→ **LIST OF TASKS**:
1. From the defined-terms excerpt, extract the passage that begins at the words "Sale and Leaseback" and stops after "to the lessor.".
2. Using the defined-terms excerpt, explain in one to three sentences why an underwritten public sale of a company's Qualified Stock that is issued under an employee benefit plan does not count as a Public Equity Offering.
3. Continue the defined-terms excerpt from the point where it stops.

→ **DOCUMENT EXCERPT**:
§ §
Public Equity Offering” means an underwritten primary public offering, after the Issue Date, of Qualified Stock of the Company pursuant to an effective registration statement under the Securities Act other than an issuance registered on Form S-4 or S-8 or any successor thereto or any issuance pursuant to employee benefit plans or otherwise in compensation to officers, directors or employees.

 

Qualified Equity Interests” means all Equity Interests of a Person other than Disqualified Equity Interests.

 

Qualified Stock” means all Capital Stock of a Person other than Disqualified Stock.

 

S&P” means Standard & Poor’s Ratings Services, a Division of The McGraw-Hill Companies, Inc. and its successors.

 

Sale and Leaseback Transaction” means, with respect to any Person, an arrangement whereby such Person enters into a lease of property previously transferred by such Person to the lessor.
§ §
→ **DATA RECORDS**:
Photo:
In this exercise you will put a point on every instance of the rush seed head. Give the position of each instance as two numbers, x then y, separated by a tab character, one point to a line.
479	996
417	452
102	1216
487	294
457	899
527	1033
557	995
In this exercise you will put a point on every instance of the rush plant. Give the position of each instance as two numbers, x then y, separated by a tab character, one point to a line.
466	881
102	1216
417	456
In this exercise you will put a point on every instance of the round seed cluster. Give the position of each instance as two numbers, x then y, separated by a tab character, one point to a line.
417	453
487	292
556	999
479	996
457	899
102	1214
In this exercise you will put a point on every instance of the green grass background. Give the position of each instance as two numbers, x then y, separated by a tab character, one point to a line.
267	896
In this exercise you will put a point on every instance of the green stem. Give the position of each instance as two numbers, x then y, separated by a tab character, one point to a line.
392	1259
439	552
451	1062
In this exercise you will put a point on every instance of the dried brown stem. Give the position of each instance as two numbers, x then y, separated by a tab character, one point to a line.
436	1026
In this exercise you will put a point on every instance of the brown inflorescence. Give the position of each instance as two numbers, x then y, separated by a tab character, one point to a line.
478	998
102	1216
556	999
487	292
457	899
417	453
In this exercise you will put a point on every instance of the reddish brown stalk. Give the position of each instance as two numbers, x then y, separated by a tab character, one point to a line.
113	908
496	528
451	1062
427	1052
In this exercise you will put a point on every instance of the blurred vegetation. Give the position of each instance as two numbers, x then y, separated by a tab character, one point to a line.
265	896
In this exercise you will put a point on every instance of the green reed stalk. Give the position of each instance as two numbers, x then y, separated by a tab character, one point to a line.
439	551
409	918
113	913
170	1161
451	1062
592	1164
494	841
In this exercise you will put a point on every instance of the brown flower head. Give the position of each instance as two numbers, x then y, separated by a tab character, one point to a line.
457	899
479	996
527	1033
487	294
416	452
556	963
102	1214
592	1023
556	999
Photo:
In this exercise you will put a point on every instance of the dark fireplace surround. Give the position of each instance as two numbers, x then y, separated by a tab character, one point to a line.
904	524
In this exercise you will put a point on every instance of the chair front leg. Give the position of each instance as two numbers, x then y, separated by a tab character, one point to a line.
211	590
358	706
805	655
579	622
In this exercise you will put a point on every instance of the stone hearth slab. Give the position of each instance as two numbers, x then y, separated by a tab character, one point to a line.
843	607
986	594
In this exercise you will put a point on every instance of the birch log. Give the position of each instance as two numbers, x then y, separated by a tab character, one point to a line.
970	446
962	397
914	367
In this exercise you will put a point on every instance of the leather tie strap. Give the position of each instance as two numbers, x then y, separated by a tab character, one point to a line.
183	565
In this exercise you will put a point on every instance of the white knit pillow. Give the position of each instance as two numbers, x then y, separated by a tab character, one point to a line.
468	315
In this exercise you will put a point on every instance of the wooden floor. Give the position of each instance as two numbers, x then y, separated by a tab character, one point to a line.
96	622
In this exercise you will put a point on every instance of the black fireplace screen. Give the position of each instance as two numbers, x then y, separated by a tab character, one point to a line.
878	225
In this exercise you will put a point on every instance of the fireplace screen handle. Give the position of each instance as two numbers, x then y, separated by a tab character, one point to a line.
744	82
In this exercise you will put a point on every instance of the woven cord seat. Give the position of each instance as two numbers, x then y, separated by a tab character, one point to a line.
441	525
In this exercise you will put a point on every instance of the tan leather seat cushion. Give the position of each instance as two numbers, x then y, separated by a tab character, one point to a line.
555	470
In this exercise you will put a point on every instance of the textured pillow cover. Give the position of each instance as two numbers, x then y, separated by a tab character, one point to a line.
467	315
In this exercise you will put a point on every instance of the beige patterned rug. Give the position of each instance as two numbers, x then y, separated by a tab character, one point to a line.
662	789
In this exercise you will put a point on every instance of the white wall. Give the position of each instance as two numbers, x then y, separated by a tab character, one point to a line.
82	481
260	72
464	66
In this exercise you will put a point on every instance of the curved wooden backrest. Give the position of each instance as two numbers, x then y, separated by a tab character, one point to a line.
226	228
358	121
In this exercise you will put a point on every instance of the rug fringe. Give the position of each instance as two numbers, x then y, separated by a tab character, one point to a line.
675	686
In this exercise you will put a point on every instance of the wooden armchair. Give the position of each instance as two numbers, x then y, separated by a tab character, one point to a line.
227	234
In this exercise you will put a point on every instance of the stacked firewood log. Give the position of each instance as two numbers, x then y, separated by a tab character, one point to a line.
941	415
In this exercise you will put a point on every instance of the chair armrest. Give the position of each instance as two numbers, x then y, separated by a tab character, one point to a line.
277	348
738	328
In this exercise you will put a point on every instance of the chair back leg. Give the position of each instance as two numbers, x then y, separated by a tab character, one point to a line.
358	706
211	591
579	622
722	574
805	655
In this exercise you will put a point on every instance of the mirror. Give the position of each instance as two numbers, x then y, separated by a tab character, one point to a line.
§ §
→ **RESULTS BY TASK**:
1.
Sale and Leaseback Transaction” means, with respect to any Person, an arrangement whereby such Person enters into a lease of property previously transferred by such Person to the lessor.

2. It does not count because the definition of Public Equity Offering specifically leaves out any issuance made under employee benefit plans. It also leaves out stock issued in any other way as pay to officers, directors or employees.

3.
Securities Act” means the Securities Act of 1933, as amended.

 

Significant Restricted Subsidiary” means any Restricted Subsidiary, or group of Restricted Subsidiaries, that would, taken together, be a “significant subsidiary” as defined in Article 1, Rule 1-02(w)(1) or (2) of Regulation S-X promulgated under the Securities Act, as such regulation is in effect on the Issue Date.

 

Significant Subsidiary” means any Subsidiary that would be a “significant subsidiary” as defined in Article 1, Rule 1-02(w) of Regulation S-X promulgated under the Securities Act, as such regulation is in effect on the Issue Date, other than a Subsidiary that would be a significant subsidiary solely by virtue of its ownership of Equity Interests of other Subsidiaries that are not Guarantors.

 

Subordinated Debt” means any Debt of the Company or any Guarantor which is subordinated in right of payment to the Notes or the Note Guaranty, as applicable, pursuant to a written agreement to that effect.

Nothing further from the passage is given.